WORK ITEM: The listing is to be transcribed in full, with its images left out.

EXTRACTED MATERIAL:

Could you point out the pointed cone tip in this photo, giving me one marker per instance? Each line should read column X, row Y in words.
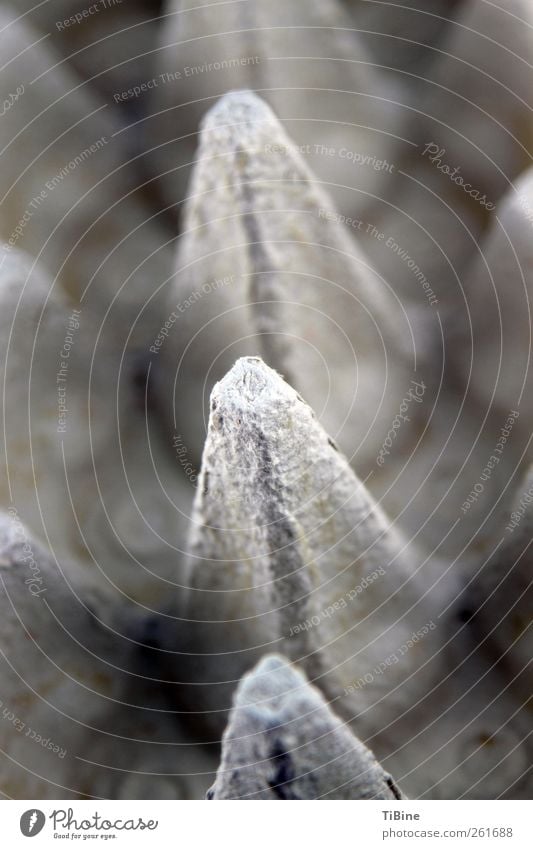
column 238, row 107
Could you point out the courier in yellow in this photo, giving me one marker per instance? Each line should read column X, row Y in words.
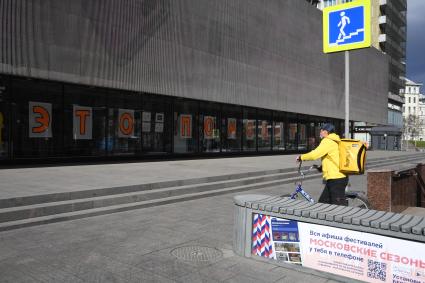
column 328, row 151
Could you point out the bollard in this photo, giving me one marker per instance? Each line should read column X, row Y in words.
column 396, row 188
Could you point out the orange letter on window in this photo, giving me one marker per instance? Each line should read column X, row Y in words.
column 126, row 124
column 185, row 127
column 43, row 119
column 83, row 114
column 208, row 127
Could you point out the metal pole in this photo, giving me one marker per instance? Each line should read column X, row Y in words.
column 347, row 94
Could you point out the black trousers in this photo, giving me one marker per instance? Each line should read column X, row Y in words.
column 334, row 192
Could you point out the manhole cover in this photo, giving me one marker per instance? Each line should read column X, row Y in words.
column 197, row 253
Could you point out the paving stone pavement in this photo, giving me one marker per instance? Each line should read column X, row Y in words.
column 136, row 246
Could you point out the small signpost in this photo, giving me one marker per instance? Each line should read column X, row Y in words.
column 347, row 27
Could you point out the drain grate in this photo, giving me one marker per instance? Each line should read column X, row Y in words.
column 197, row 253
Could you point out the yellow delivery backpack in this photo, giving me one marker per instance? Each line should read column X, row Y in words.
column 352, row 156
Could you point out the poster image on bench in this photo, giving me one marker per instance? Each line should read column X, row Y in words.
column 361, row 256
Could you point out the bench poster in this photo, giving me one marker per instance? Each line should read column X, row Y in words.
column 358, row 255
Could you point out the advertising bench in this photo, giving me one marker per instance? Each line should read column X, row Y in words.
column 363, row 244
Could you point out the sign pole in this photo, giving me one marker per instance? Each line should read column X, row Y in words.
column 347, row 94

ANSWER TO THIS TASK:
Could you point out the pointed cone tip in this photo, giving me one marker per instance? Each line should read column X, row Y in words.
column 238, row 107
Could you point out the courier in yellow in this photo, giving me one marker per instance? Each line should read column X, row Y in words.
column 328, row 151
Could you point out the bollard in this photo, giving me one marker per instance? Each line should read column X, row Y in words.
column 396, row 188
Could you point out the orange letter on window in this photo, giving me one marker per instance? Each line should read column X, row Y in words.
column 126, row 124
column 185, row 127
column 43, row 119
column 83, row 114
column 208, row 127
Could you point out the metal pole in this photo, giving me one marker per instance? Each line should read column X, row Y in words.
column 347, row 94
Could you point out the black trousers in this photo, giving me one marker per instance? Each line should read column X, row Y in words.
column 334, row 192
Could you point out the manhole cover in this photo, giving me one marker per instance? Each line should read column X, row Y in words.
column 197, row 253
Could you point out the paving stone pavement in this photo, giving me one marker per instance? Each line should read column X, row Y in words.
column 136, row 246
Could you point out the small signpost in this photo, giving me one marker per instance? Each line should read column X, row Y in words.
column 347, row 27
Could you point out the drain grate in this photo, giving me one marker per instance? Each line should read column X, row Y in words.
column 197, row 253
Could you point out the yellow delivery backpack in this photo, giving me one marker per instance? Each line should read column X, row Y in words.
column 352, row 156
Could you point out the poster image on bench in this photo, giving me one marker per instance? Each line should read column X, row Y in words.
column 361, row 256
Could you point out the bench poster in this photo, giving me one marker per instance? Each line should read column X, row Y in words.
column 358, row 255
Could you point out the advertising bench in this photo, giving me one marker per instance? Each line should read column X, row Y in words.
column 363, row 244
Could you point out the sign pole in this photo, giving me one marker per instance? Each line should read column X, row Y in words.
column 347, row 94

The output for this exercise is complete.